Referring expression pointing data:
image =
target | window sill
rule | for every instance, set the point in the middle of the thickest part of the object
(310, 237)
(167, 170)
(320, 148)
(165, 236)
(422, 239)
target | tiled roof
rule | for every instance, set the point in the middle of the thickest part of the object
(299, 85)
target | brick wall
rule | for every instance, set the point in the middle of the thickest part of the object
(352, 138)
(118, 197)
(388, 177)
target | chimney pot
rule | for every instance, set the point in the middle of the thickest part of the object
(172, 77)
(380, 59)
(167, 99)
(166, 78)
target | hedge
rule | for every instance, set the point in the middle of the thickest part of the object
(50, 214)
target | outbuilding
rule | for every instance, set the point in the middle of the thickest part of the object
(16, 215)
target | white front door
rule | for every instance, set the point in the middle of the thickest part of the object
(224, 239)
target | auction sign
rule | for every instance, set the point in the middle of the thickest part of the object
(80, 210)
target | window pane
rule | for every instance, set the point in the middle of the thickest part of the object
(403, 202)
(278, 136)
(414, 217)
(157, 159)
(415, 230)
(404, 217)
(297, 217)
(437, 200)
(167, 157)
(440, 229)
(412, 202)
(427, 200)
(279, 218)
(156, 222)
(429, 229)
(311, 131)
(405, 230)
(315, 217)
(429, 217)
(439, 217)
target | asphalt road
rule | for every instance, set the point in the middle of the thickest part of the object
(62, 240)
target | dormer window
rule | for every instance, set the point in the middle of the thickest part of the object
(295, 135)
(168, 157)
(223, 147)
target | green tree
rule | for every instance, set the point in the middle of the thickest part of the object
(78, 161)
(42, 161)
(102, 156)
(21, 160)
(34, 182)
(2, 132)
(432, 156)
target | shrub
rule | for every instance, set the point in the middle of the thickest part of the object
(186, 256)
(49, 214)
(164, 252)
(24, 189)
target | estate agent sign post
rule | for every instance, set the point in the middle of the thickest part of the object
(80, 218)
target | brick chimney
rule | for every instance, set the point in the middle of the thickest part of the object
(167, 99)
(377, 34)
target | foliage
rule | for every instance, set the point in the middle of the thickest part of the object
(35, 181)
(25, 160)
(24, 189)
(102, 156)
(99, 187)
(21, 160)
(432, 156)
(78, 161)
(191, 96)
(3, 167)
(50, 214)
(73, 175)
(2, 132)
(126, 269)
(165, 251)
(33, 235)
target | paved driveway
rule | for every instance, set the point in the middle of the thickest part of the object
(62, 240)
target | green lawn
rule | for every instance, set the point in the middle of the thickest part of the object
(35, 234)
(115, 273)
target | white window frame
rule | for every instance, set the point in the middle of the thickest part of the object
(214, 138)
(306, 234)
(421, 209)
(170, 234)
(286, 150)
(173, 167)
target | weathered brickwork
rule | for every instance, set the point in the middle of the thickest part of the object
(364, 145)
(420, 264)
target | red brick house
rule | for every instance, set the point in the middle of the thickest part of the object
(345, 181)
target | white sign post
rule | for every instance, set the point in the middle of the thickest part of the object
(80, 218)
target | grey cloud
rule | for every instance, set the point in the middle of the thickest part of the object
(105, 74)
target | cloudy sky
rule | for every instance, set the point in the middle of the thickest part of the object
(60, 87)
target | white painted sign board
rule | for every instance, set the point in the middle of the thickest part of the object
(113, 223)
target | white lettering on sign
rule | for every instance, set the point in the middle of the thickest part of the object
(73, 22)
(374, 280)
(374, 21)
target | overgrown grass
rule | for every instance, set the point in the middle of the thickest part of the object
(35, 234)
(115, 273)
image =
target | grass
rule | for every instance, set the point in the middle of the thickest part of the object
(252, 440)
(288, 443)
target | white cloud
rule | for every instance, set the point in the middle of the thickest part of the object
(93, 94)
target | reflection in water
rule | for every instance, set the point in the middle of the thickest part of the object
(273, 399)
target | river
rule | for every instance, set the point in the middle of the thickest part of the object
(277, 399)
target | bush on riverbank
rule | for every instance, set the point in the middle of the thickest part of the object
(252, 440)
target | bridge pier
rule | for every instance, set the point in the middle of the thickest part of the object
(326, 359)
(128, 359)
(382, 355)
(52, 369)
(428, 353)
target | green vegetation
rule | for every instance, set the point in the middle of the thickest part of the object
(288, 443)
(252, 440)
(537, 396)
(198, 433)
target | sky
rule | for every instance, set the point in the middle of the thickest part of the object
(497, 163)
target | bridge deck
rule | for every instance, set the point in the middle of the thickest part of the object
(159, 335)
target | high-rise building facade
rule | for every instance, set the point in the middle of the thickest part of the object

HOW TO COMPLETE THIS TASK:
Reproduce each line of the entries in which the word "chimney" is found.

WRITTEN ANSWER:
target | chimney pot
target | brick chimney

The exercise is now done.